--- THE INPUT ---

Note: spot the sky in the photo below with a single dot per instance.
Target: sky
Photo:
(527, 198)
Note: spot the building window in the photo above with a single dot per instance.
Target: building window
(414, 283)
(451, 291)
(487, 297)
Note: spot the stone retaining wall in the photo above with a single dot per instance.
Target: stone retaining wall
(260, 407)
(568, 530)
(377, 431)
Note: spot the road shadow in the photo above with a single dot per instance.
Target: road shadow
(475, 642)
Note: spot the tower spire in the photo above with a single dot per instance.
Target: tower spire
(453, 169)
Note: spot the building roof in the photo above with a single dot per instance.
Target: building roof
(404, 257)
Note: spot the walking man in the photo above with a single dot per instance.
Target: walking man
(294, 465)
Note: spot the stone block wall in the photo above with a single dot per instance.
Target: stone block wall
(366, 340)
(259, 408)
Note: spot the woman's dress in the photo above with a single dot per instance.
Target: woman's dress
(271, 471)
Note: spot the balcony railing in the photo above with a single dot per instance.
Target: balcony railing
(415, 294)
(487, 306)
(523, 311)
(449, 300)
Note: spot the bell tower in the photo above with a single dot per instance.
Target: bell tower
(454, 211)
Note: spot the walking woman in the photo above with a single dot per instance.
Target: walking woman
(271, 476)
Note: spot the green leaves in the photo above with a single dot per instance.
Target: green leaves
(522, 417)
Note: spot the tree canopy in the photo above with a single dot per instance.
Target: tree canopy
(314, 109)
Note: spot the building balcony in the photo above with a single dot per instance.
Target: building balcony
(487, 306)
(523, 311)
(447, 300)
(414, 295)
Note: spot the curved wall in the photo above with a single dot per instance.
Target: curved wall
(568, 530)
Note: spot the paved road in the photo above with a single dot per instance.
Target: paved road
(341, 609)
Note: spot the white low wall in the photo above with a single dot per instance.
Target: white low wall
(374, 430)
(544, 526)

---

WHAT TO WORK ON
Taking the line with "Note: spot the paved" as the first, copy every line through the end of the entries above exactly, with no others.

RESULT BELOW
Note: spot the paved road in the photo above with a single dot per instance.
Target: paved road
(341, 609)
Note: spot the white low wall in the photo above with a single dot per instance.
Target: white low wall
(374, 430)
(544, 526)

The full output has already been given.